- Given task: Set down the data below without change, skipping the pictures it holds.

- Material for this task:
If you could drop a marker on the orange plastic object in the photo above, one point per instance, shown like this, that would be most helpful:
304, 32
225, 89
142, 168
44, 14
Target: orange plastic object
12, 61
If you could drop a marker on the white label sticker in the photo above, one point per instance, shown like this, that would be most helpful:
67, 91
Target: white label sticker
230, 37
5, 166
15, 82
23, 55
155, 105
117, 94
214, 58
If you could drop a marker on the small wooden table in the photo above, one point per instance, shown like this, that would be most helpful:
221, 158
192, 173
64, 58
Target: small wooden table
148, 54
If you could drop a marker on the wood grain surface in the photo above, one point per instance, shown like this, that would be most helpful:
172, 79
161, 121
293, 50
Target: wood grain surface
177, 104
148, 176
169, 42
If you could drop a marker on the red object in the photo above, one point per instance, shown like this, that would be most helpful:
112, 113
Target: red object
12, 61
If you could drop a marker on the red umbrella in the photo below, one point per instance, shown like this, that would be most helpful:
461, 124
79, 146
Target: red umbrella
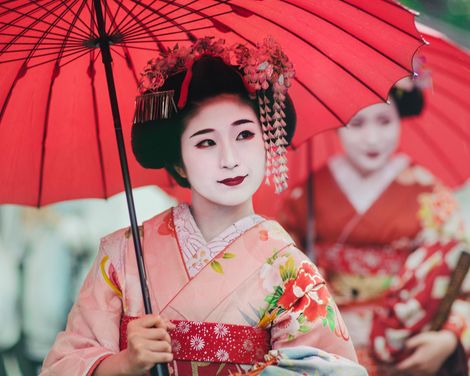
54, 112
55, 136
439, 138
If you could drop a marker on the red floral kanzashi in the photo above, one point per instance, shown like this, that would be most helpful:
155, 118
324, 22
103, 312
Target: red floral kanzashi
167, 227
306, 293
264, 235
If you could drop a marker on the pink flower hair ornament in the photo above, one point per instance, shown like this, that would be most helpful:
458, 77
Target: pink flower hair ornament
262, 68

- Full output:
If you could drop a marker on the orange plastic object in the photo above, one point per instance, shown like this, that would be most helpful:
304, 32
225, 89
142, 168
44, 14
Target: orange plastic object
12, 61
If you could drop a marker on the white label sticker in the photo above, one point per instance, shown like this, that would be most helpful:
67, 91
Target: white label sticker
230, 37
5, 166
15, 82
23, 55
155, 105
117, 94
214, 58
If you could drop a marker on the small wooden table in the photo above, one point per instance, shown like this, that would be most helpful:
221, 158
192, 173
64, 58
Target: small wooden table
148, 54
If you could drop a marker on the wood grain surface in the photo above, one point per instance, shown like this, that would be most helpful:
172, 79
161, 121
293, 50
Target: wood grain surface
177, 104
148, 176
169, 42
If you could drop a marker on the red object in the photo above, one point per instance, shown like this, that would be most helpful:
112, 113
Target: red object
12, 61
If you could drop a marker on the red umbrella in the photo below, one point per instance, shown like this, that would be most helpful:
461, 124
79, 146
Target: red umbrella
54, 112
55, 136
439, 138
If you could drop a marker on the red floral kanzashi in the photo above, one point per instance, shown like this, that would be most helpful:
155, 118
324, 22
103, 312
Target: red floral kanzashi
167, 227
306, 293
264, 235
If you could drop a marker on the pink flower hair ornament in the photo above, one point per instance, shown like this, that would be most helpful:
458, 77
Target: pink flower hair ornament
262, 68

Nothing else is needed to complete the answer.